◆ PROBLEM DETAILS
Reproduce the entire listing below word for word, leaving out the pictures.

◆ DATA ENTRIES

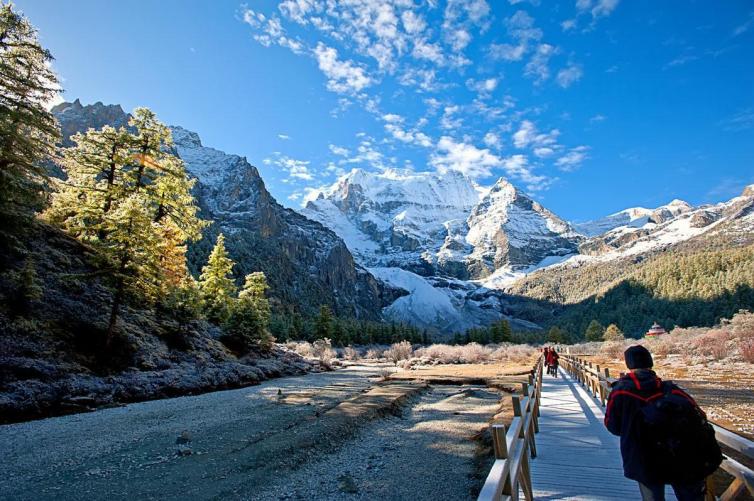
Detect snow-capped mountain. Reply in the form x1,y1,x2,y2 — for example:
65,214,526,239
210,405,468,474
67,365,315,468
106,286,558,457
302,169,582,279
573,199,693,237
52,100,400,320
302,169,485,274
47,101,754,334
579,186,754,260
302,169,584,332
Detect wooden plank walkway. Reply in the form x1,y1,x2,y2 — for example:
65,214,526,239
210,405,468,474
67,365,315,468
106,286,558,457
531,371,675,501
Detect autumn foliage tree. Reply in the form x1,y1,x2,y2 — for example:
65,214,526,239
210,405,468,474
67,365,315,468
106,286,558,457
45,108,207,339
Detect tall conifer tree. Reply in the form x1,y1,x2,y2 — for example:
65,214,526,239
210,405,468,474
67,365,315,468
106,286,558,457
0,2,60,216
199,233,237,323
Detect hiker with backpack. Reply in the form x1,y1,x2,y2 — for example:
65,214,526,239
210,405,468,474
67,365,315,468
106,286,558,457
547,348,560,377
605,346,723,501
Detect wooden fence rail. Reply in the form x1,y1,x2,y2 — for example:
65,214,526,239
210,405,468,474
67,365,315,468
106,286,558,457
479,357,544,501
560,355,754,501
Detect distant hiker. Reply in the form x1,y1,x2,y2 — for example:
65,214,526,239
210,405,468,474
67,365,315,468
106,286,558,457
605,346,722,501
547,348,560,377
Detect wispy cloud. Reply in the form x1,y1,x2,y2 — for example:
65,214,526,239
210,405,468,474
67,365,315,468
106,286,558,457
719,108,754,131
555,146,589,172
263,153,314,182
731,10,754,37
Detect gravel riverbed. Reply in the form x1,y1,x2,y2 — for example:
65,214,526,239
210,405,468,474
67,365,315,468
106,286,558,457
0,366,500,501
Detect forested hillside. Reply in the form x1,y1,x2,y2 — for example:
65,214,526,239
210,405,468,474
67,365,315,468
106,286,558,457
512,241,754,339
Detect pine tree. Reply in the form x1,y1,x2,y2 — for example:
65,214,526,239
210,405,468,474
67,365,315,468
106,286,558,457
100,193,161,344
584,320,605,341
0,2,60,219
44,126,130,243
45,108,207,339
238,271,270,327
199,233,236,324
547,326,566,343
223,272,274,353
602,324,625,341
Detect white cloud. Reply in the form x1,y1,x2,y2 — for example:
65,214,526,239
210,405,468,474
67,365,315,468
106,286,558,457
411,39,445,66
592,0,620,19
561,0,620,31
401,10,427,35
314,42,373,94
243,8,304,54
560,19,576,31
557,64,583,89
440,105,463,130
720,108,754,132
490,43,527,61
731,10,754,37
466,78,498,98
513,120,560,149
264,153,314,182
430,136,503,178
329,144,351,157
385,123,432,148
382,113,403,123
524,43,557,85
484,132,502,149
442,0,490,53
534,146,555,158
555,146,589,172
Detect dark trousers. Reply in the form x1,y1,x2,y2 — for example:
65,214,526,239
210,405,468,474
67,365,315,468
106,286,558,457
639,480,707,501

◆ IN RESPONSE
Detect snow-capped mountain. Reply in the form x1,y1,x2,y2 — for example:
65,214,526,239
210,405,468,474
67,365,315,468
106,286,558,457
302,169,582,279
573,199,693,237
52,100,400,320
302,169,485,274
47,101,754,334
579,186,754,260
302,169,584,332
Detect wooden plank walkway. Reply in the form x1,y1,x2,y2 — for example:
65,214,526,239
210,405,468,474
67,365,315,468
106,286,558,457
531,371,675,501
Detect autumn foliage tree. Reply in the form x1,y1,x2,y2 — for example:
65,214,526,239
210,405,468,474
67,365,315,468
106,286,558,457
45,108,207,339
Detect tall conifer tree. Reply in the form x1,y1,x2,y2 — for example:
65,214,526,239
210,405,468,474
67,365,315,468
106,286,558,457
0,2,60,216
199,233,237,323
Detect hiker with backpack. Reply in the form x1,y1,x2,y2 — for example:
65,214,526,239
210,405,468,474
67,365,315,468
106,286,558,457
547,348,560,377
605,346,723,501
Detect wooden fence rail. Reply in the form x1,y1,x2,y2 — for example:
65,214,526,239
210,405,468,474
67,365,315,468
106,286,558,457
479,357,544,501
560,355,754,501
Detect distant hiker. Reply in the form x1,y1,x2,y2 — for example:
65,214,526,239
210,405,468,474
67,365,315,468
106,286,558,457
605,346,722,501
547,348,560,377
Detect wispy cloud. Reply in the form x1,y1,x2,y2 — for example:
65,214,526,239
210,405,468,474
67,365,315,468
106,286,558,457
719,108,754,131
555,146,589,172
263,153,314,182
731,10,754,37
Detect gravel riverbed. Reply in the form x1,y1,x2,y2 — for example:
65,214,526,239
210,405,468,474
67,365,315,468
106,286,558,457
0,366,500,501
Detect forested hillside. Reply in the form x1,y1,x2,y2 — for example:
65,214,526,239
210,405,468,474
67,365,315,468
106,286,558,457
512,241,754,339
Detect pine tree. Reply in the form x1,y1,x2,y2 — for example:
65,214,526,239
210,405,468,474
67,365,315,468
106,286,558,457
100,193,161,344
584,320,605,341
0,2,60,219
44,126,130,243
45,108,207,339
238,271,270,327
199,233,236,324
547,326,566,343
223,272,274,353
602,324,625,341
Detect white cloud. Reply in the form x1,y1,x2,y2 — for example:
65,214,526,239
210,405,468,474
67,365,315,468
106,286,558,457
411,39,445,66
592,0,620,19
561,0,620,31
401,10,427,35
314,42,373,94
243,8,304,54
560,19,576,31
557,64,583,89
440,105,463,130
720,108,754,132
490,43,527,61
731,10,754,37
466,78,498,98
513,120,560,149
264,153,314,182
430,136,503,178
329,144,351,157
385,123,432,148
382,113,403,123
524,43,557,85
484,132,502,149
442,0,490,53
534,146,555,158
555,146,589,172
Detect dark trousers. Reply in the form x1,y1,x2,y2 — for example:
65,214,526,239
210,405,468,474
67,365,315,468
106,286,558,457
639,480,707,501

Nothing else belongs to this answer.